[Segmentation mask data]
#####
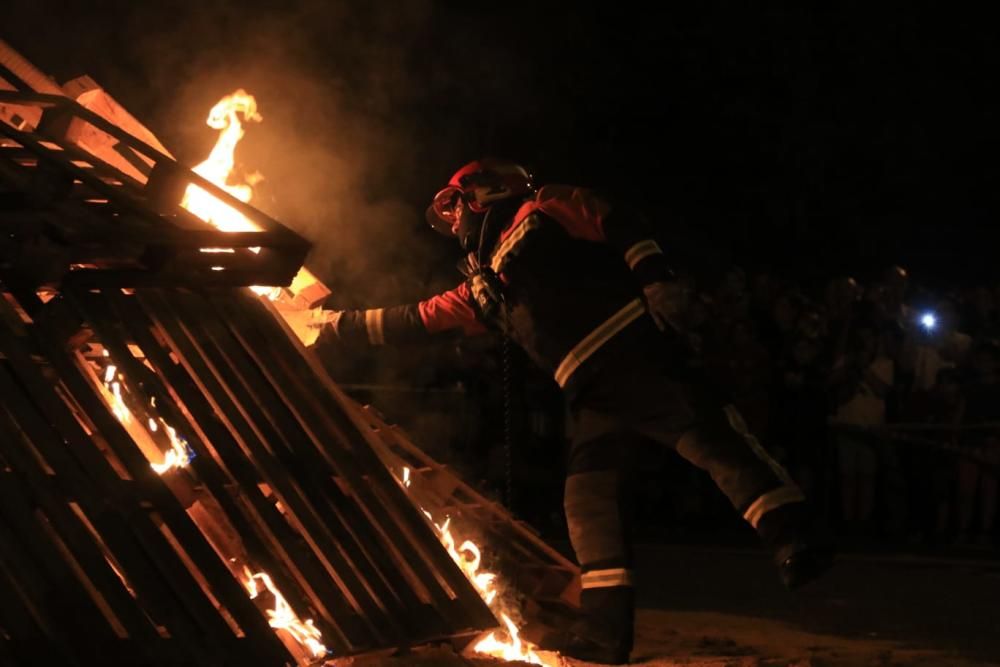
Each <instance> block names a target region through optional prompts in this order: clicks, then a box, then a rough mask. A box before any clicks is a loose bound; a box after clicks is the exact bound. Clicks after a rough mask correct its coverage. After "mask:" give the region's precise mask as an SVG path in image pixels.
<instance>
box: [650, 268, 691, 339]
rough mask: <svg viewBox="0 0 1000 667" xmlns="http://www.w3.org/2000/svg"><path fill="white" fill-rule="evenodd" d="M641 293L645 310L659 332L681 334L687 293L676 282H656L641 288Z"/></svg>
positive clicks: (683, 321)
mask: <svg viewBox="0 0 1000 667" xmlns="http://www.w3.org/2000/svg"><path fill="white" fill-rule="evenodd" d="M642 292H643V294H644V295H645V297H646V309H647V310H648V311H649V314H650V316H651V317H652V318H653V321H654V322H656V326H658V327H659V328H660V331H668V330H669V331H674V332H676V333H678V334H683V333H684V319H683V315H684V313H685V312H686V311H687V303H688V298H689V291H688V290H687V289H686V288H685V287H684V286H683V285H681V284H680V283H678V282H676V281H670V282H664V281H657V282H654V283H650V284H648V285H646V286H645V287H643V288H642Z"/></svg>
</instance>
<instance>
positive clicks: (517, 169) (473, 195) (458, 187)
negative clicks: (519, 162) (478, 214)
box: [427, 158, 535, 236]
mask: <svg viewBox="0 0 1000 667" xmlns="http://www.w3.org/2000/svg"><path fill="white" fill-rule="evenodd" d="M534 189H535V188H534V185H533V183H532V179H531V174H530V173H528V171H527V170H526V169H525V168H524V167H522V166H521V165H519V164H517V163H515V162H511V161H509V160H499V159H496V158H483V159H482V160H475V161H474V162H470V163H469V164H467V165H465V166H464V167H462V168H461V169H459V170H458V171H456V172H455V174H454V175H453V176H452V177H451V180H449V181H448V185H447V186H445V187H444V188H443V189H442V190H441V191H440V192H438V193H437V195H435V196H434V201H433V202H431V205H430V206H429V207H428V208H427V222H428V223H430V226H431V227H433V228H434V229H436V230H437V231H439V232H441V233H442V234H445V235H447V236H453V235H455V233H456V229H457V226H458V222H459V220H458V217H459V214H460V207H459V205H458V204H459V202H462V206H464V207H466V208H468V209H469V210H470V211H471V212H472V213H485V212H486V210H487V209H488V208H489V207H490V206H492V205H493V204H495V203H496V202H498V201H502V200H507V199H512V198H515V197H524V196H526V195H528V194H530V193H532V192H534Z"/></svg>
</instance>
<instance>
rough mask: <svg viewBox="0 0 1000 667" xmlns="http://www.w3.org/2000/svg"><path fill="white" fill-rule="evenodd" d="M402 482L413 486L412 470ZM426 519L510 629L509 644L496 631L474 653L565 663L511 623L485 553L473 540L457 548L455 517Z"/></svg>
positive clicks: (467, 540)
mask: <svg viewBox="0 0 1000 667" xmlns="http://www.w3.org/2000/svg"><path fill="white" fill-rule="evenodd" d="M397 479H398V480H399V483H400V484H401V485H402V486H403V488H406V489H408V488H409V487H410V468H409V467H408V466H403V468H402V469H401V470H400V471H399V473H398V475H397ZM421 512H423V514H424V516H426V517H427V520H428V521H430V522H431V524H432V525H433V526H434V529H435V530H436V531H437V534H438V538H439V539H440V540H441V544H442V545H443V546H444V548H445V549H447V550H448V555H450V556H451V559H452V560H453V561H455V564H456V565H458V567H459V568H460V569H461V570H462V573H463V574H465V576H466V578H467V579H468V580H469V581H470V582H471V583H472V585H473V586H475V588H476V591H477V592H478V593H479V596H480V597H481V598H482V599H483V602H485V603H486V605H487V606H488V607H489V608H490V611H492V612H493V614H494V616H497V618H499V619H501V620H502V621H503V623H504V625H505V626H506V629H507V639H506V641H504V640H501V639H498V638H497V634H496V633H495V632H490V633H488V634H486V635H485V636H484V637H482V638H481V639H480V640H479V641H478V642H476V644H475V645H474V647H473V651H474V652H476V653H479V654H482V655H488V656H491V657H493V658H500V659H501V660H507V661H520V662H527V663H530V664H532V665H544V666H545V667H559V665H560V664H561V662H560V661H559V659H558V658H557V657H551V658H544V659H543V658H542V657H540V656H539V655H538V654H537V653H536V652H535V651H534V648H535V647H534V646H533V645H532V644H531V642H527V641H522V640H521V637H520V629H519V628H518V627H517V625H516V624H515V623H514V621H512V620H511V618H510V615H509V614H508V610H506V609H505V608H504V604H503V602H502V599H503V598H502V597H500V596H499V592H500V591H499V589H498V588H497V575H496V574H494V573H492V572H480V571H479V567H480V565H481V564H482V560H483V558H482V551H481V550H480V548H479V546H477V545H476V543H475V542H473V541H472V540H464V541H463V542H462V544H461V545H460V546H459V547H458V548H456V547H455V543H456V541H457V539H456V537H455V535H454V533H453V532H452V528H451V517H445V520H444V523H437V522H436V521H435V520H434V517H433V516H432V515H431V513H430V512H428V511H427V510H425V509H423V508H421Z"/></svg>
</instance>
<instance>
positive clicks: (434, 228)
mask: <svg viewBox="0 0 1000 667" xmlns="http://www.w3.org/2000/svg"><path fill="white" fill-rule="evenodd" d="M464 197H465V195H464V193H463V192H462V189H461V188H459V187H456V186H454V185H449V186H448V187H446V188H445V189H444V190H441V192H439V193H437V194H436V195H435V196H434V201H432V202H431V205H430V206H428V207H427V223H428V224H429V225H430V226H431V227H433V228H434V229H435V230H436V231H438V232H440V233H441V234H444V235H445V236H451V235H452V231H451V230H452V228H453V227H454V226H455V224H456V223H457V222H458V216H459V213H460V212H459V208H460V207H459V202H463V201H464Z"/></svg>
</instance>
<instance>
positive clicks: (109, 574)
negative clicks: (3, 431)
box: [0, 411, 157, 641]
#####
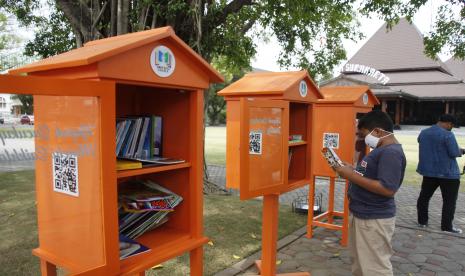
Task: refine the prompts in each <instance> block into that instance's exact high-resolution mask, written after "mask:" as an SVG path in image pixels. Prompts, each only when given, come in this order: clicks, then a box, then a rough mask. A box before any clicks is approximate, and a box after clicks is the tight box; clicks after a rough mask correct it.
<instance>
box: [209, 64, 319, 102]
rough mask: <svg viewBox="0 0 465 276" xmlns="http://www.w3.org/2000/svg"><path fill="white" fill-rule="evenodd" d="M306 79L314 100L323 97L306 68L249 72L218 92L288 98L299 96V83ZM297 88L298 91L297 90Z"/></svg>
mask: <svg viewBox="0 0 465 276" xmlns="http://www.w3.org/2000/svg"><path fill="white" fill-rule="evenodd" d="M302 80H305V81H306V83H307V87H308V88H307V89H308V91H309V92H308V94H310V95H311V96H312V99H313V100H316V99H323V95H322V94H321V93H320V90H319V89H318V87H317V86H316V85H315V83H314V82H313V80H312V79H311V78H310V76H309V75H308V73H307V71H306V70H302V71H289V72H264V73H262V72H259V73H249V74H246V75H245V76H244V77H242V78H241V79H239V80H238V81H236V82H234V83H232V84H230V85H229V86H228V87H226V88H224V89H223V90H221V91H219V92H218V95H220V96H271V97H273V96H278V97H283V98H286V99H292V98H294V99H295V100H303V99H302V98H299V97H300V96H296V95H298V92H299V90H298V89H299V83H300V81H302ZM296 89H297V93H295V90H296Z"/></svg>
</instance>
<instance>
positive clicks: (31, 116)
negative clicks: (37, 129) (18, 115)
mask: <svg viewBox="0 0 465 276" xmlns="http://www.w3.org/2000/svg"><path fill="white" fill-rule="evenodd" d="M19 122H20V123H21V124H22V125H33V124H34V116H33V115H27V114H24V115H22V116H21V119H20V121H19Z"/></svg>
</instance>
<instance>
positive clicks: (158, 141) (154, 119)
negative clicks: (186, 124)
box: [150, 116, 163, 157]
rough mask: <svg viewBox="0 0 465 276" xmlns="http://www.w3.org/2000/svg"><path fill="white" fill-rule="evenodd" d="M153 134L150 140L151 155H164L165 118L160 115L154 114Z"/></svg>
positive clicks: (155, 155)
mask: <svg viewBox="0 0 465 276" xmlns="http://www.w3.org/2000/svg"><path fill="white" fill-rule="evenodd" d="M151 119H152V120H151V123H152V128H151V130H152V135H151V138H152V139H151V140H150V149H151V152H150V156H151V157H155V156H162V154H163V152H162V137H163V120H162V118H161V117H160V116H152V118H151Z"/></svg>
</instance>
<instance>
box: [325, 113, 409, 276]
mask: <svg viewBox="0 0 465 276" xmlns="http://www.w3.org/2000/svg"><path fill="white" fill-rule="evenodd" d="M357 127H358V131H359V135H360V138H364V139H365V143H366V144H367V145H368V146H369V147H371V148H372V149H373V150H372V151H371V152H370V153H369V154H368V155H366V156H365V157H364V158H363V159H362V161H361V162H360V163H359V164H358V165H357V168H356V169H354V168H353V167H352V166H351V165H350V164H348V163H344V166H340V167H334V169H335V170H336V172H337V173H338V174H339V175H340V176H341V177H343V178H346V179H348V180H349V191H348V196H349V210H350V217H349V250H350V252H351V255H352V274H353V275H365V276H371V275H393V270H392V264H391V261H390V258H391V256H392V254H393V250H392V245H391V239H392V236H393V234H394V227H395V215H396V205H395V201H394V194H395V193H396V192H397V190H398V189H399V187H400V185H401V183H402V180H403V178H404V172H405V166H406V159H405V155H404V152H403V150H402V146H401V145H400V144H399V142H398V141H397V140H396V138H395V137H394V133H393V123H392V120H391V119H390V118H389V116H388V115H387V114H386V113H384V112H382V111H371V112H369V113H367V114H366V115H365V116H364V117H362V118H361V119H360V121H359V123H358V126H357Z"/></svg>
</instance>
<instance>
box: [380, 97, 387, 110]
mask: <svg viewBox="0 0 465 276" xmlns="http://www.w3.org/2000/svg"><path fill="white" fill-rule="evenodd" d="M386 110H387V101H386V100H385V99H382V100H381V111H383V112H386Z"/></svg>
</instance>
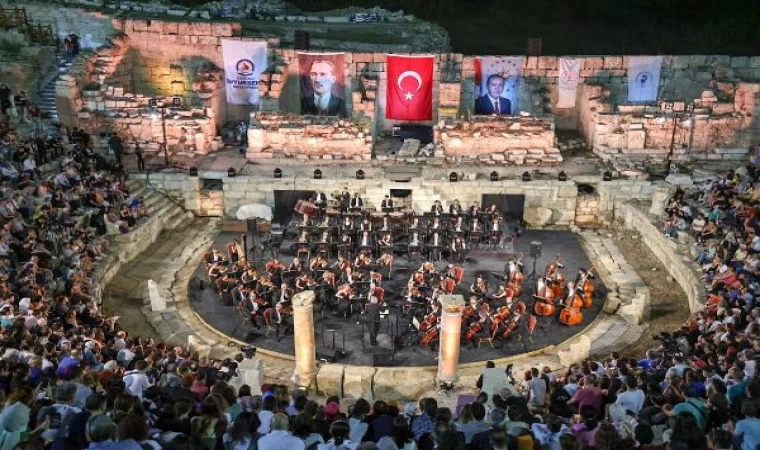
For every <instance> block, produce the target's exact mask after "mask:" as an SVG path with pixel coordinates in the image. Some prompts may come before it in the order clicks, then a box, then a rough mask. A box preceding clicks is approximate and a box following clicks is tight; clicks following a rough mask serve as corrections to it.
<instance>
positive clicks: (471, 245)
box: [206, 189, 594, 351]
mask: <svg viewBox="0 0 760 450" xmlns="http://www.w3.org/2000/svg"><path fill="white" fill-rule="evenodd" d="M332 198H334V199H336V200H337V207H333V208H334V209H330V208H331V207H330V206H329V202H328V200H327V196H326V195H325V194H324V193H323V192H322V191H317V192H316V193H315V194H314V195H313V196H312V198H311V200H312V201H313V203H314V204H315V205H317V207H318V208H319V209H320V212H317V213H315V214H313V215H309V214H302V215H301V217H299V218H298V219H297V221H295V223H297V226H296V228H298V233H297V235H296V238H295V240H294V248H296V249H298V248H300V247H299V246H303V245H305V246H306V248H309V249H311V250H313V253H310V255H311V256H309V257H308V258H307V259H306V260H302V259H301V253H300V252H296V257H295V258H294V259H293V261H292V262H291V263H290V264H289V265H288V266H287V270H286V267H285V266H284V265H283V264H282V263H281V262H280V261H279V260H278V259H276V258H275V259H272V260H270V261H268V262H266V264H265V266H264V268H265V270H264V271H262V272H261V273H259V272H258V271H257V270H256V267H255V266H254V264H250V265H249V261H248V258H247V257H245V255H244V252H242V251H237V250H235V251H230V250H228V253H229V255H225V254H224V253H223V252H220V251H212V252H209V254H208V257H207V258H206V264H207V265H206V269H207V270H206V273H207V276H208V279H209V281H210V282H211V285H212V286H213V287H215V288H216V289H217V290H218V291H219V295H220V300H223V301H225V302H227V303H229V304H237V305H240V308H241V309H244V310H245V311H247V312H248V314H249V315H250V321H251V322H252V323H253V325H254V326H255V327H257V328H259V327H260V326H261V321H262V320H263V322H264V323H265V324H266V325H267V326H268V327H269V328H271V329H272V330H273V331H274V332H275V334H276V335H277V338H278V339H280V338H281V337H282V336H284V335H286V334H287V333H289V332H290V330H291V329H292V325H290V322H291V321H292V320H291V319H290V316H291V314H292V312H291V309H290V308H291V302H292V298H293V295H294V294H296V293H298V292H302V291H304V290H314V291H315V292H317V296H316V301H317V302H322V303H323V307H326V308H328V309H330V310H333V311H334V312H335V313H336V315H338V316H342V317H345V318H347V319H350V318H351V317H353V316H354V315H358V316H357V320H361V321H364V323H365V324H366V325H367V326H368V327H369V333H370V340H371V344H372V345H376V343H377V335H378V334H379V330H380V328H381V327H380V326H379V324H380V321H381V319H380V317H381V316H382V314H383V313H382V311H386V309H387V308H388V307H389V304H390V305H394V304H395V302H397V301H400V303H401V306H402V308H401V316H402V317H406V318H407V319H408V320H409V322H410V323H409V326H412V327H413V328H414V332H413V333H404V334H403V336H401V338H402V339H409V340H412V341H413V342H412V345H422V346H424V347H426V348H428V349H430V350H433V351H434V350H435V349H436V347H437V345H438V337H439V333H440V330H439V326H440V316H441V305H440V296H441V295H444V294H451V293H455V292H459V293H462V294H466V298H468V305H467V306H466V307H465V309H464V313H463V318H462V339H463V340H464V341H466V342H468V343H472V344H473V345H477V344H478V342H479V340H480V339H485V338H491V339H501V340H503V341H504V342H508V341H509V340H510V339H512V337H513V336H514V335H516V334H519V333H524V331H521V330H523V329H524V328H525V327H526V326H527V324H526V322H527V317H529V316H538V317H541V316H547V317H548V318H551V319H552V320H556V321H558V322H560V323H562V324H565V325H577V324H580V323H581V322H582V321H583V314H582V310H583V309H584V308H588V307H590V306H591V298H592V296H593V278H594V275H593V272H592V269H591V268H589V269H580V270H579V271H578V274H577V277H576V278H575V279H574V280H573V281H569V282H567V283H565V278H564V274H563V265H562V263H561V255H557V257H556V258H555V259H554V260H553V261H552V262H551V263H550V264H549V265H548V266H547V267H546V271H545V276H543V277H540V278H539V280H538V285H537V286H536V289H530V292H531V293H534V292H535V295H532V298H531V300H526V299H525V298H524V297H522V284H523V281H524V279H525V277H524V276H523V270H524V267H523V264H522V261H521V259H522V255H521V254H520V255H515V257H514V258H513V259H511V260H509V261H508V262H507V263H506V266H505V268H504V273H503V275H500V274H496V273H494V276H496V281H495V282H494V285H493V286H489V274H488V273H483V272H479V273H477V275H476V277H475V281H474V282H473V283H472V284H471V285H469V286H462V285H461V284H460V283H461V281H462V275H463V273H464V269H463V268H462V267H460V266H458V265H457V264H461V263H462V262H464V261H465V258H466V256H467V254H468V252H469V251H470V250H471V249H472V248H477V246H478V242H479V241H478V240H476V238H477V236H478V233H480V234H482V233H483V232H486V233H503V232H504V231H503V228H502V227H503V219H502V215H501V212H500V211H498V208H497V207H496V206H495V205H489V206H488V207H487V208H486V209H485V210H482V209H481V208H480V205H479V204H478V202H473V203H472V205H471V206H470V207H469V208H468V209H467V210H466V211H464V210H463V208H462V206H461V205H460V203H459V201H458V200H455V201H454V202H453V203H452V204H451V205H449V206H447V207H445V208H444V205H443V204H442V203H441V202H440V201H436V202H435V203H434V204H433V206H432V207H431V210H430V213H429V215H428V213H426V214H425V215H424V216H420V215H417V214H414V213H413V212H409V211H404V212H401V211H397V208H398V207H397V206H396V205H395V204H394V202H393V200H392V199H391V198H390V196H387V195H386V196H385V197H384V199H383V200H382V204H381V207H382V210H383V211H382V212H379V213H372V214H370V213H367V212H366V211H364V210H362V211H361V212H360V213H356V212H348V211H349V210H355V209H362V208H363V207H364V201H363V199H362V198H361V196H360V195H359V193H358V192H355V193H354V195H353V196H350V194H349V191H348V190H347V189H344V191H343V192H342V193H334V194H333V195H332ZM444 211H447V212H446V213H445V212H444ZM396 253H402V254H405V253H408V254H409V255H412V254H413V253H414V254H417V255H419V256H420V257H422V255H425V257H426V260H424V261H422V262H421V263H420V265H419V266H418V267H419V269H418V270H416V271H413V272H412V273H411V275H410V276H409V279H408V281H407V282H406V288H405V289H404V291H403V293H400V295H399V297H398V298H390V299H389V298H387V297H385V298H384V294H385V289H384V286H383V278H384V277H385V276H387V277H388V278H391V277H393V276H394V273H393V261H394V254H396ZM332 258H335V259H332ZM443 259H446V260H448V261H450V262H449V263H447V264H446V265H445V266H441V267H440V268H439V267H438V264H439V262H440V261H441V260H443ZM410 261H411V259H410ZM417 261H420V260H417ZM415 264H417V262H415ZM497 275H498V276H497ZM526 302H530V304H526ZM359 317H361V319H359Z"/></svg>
#####
### EXERCISE
Set down only the lines above that fall between the line holding "positive clicks: (517, 169)" and the line holding "negative clicks: (519, 162) (478, 214)", inclusive, keeping each exact.

### ANSWER FOR THIS EXERCISE
positive clicks: (517, 169) (473, 195) (458, 187)
negative clicks: (519, 162) (478, 214)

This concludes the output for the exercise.